--- start of Supplied records ---

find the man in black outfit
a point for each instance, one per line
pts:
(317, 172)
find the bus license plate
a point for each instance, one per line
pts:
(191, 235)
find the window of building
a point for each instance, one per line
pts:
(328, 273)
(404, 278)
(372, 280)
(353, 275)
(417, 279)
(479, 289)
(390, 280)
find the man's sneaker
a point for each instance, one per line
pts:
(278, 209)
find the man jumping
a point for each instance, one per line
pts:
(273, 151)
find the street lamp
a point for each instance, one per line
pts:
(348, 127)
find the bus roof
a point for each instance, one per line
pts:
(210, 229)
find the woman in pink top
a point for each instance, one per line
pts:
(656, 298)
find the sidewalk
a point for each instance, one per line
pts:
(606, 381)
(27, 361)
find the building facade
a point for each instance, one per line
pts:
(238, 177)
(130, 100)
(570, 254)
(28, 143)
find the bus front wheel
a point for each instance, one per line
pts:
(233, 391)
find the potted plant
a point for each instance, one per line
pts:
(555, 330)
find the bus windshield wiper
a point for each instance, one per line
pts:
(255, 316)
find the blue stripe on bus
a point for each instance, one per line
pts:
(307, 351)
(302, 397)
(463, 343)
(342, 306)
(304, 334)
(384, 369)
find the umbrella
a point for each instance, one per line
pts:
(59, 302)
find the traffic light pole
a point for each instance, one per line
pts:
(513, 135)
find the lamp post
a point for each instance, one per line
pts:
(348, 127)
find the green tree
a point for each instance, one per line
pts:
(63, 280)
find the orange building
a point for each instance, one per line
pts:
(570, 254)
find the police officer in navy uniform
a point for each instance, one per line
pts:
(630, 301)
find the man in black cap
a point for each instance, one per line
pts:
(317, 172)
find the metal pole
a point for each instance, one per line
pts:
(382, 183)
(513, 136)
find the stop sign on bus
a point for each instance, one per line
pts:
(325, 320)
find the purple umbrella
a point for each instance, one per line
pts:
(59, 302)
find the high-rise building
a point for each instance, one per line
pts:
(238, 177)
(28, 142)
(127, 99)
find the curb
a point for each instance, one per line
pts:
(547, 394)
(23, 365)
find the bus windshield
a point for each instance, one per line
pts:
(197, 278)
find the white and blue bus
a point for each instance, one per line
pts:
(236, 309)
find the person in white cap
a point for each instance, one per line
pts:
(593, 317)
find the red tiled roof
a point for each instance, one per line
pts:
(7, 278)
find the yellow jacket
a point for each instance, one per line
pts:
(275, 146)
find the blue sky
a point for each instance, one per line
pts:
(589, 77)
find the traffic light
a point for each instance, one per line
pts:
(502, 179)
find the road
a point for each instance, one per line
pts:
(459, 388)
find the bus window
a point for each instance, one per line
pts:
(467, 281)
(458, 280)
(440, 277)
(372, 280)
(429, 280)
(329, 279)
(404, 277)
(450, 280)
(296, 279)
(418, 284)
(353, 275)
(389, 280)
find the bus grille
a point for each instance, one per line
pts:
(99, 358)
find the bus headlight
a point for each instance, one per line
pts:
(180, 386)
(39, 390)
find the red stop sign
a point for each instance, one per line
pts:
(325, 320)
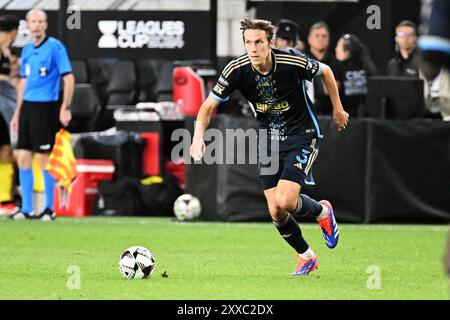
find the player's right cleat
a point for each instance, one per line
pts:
(330, 230)
(47, 215)
(305, 267)
(8, 209)
(19, 215)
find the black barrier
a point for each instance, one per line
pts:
(409, 171)
(142, 34)
(374, 171)
(227, 192)
(170, 35)
(340, 169)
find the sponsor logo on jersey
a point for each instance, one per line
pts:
(279, 107)
(218, 88)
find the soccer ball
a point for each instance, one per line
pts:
(136, 263)
(187, 207)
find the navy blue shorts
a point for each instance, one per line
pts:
(38, 125)
(296, 156)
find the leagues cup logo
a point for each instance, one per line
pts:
(108, 28)
(138, 34)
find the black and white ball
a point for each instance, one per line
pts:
(136, 263)
(187, 207)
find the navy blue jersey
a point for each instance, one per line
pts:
(43, 66)
(279, 98)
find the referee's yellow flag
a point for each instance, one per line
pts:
(62, 163)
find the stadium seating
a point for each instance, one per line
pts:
(85, 109)
(80, 71)
(164, 88)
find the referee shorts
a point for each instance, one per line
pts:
(4, 131)
(38, 125)
(296, 156)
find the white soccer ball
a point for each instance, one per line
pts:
(187, 207)
(136, 263)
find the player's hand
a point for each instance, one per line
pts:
(65, 116)
(197, 148)
(15, 122)
(340, 119)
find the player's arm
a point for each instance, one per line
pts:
(69, 84)
(20, 89)
(203, 118)
(340, 117)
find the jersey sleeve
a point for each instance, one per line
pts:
(62, 59)
(227, 83)
(23, 63)
(308, 68)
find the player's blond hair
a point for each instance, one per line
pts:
(258, 24)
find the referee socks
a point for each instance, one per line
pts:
(49, 186)
(26, 186)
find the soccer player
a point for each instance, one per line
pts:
(39, 112)
(8, 31)
(273, 81)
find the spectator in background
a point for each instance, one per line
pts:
(8, 95)
(435, 63)
(39, 113)
(358, 67)
(318, 42)
(287, 35)
(405, 62)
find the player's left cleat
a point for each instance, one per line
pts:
(330, 229)
(305, 267)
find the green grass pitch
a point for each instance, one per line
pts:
(225, 261)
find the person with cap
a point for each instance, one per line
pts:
(287, 34)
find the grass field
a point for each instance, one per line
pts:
(217, 261)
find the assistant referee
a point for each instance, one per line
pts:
(40, 113)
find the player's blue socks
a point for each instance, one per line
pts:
(49, 185)
(290, 231)
(26, 185)
(307, 206)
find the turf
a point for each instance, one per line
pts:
(204, 260)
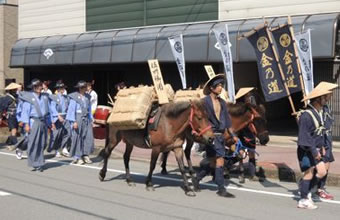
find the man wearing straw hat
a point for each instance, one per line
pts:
(311, 146)
(61, 135)
(36, 117)
(80, 117)
(9, 103)
(246, 136)
(328, 122)
(221, 123)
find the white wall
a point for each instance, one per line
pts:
(50, 17)
(234, 9)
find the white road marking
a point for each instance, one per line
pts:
(180, 180)
(2, 193)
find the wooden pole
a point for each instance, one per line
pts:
(281, 71)
(111, 101)
(297, 59)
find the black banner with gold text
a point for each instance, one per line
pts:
(269, 73)
(285, 47)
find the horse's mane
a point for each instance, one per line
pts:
(238, 109)
(175, 109)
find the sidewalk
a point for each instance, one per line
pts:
(278, 159)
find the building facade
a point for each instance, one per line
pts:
(111, 41)
(8, 37)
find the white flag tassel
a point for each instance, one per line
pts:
(222, 37)
(304, 45)
(176, 43)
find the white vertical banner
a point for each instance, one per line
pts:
(222, 37)
(304, 45)
(176, 43)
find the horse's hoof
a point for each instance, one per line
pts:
(241, 179)
(101, 177)
(197, 189)
(130, 183)
(150, 188)
(190, 193)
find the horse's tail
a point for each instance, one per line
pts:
(102, 154)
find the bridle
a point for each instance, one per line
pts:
(194, 131)
(251, 126)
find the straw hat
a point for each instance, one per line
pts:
(12, 86)
(326, 86)
(34, 82)
(60, 84)
(316, 93)
(206, 88)
(81, 84)
(242, 91)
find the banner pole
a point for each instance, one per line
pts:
(281, 71)
(297, 59)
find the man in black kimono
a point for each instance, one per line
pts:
(221, 123)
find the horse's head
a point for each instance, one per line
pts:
(258, 124)
(200, 125)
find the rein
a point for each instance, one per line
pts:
(194, 131)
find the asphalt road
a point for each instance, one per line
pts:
(65, 191)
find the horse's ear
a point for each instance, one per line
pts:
(192, 103)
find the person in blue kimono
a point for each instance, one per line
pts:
(35, 116)
(80, 117)
(311, 146)
(8, 104)
(220, 121)
(61, 135)
(247, 137)
(328, 157)
(22, 143)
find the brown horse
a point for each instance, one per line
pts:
(258, 126)
(242, 115)
(176, 119)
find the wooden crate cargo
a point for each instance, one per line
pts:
(131, 108)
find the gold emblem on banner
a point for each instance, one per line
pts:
(285, 40)
(262, 44)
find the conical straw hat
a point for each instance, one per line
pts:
(206, 90)
(316, 93)
(12, 86)
(242, 91)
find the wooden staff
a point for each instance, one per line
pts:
(281, 71)
(111, 101)
(297, 59)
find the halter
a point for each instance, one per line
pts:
(251, 125)
(194, 131)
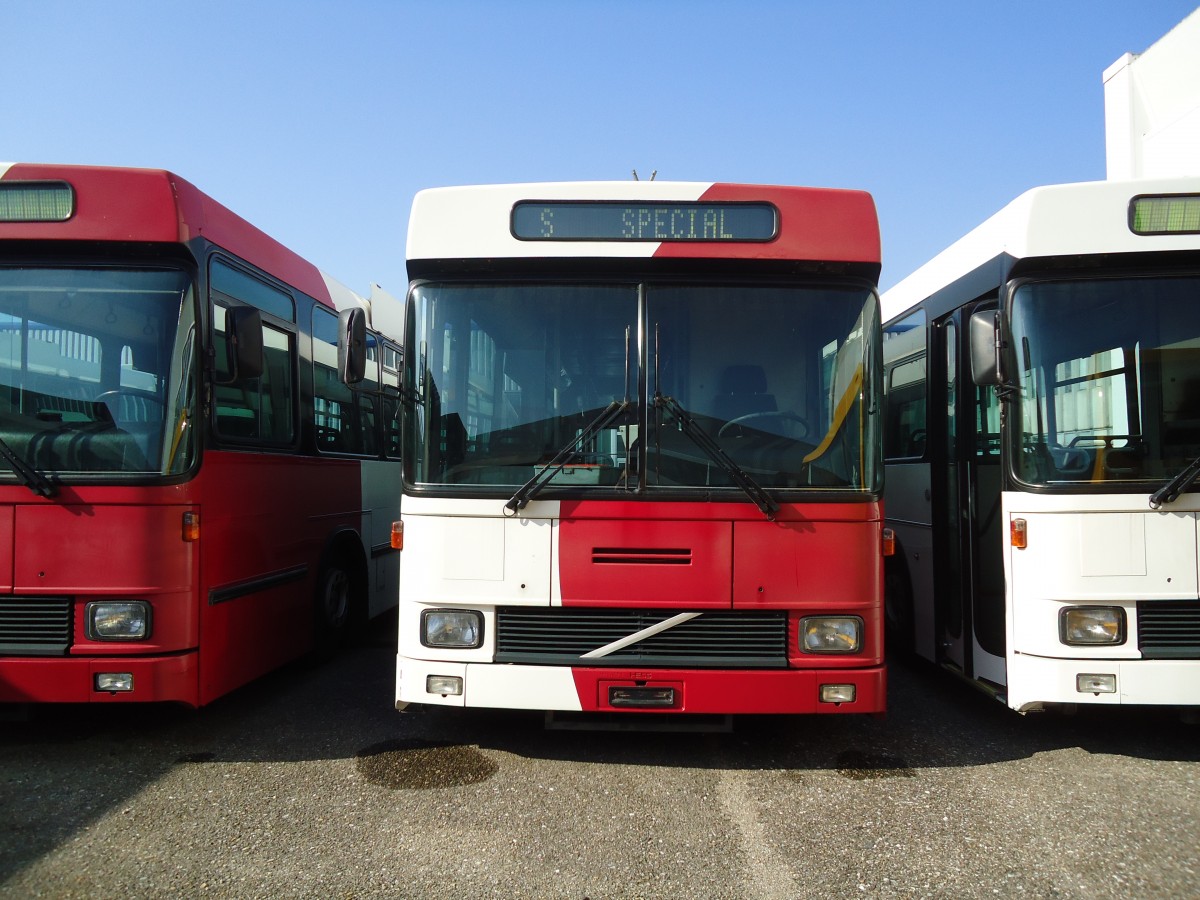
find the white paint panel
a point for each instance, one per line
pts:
(1113, 545)
(475, 553)
(473, 550)
(1056, 570)
(1140, 556)
(1085, 217)
(381, 508)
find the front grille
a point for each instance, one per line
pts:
(641, 556)
(35, 625)
(561, 636)
(1169, 629)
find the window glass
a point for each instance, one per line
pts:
(1109, 378)
(904, 359)
(259, 409)
(234, 282)
(96, 369)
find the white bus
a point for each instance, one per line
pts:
(1042, 441)
(642, 461)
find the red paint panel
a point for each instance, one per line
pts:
(264, 515)
(735, 511)
(641, 562)
(70, 681)
(815, 223)
(807, 565)
(101, 550)
(724, 691)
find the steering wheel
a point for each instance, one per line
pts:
(803, 426)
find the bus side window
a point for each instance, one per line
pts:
(904, 426)
(255, 409)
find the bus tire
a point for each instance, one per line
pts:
(898, 613)
(334, 607)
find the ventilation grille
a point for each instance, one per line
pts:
(561, 636)
(1169, 629)
(35, 625)
(641, 556)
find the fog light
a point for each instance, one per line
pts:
(831, 634)
(445, 685)
(455, 629)
(837, 694)
(118, 619)
(1096, 684)
(113, 682)
(1091, 625)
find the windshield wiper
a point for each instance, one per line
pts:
(543, 477)
(1177, 485)
(546, 473)
(31, 478)
(763, 501)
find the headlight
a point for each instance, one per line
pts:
(118, 619)
(831, 634)
(1091, 625)
(456, 629)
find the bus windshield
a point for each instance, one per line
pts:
(96, 370)
(1109, 377)
(505, 377)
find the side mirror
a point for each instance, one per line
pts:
(985, 361)
(244, 343)
(352, 345)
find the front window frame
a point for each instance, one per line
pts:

--- end of Supplied records ---

**Exercise task:**
Quote exactly what appears from the line containing "find the front grille" through the final line of the listing above, including both of those lines.

**Written solution:**
find the front grille
a point for each instance, one per line
pts:
(641, 556)
(35, 625)
(561, 636)
(1169, 629)
find the window glass
a point for each instance, one per line
pts:
(1109, 378)
(904, 359)
(259, 409)
(234, 282)
(96, 369)
find the white bus
a point for each instance, one per line
pts:
(1042, 441)
(642, 461)
find the red paint panel
a point for each instance, one per line
pts:
(264, 515)
(735, 511)
(641, 562)
(70, 681)
(815, 223)
(807, 565)
(101, 550)
(724, 691)
find the steering wheel
a point for each instance, one per line
pts:
(803, 426)
find the bus side window
a point for each instance, one per line
pts:
(904, 426)
(255, 409)
find the bus tire
a point for each instance, one per line
pts:
(898, 613)
(334, 607)
find the ventilation grille
a point for each instance, one per line
pts:
(561, 636)
(1169, 629)
(35, 625)
(641, 556)
find the fog light
a point for each instance, one per line
pts:
(831, 634)
(445, 685)
(455, 629)
(837, 694)
(118, 619)
(1096, 684)
(113, 682)
(1091, 625)
find the windshield wiper
a point for each instance, one per line
pts:
(543, 477)
(1177, 485)
(546, 473)
(31, 478)
(763, 501)
find the headlight
a point for each instance, one per line
pts:
(118, 619)
(831, 634)
(1091, 625)
(456, 629)
find the bus windshield
a point for each instance, one per line
pts:
(96, 370)
(1109, 377)
(505, 377)
find the side mirror
a point for each instance, one per line
pts:
(985, 361)
(244, 343)
(352, 345)
find the front window frame
a point for each instance, one per line
pts:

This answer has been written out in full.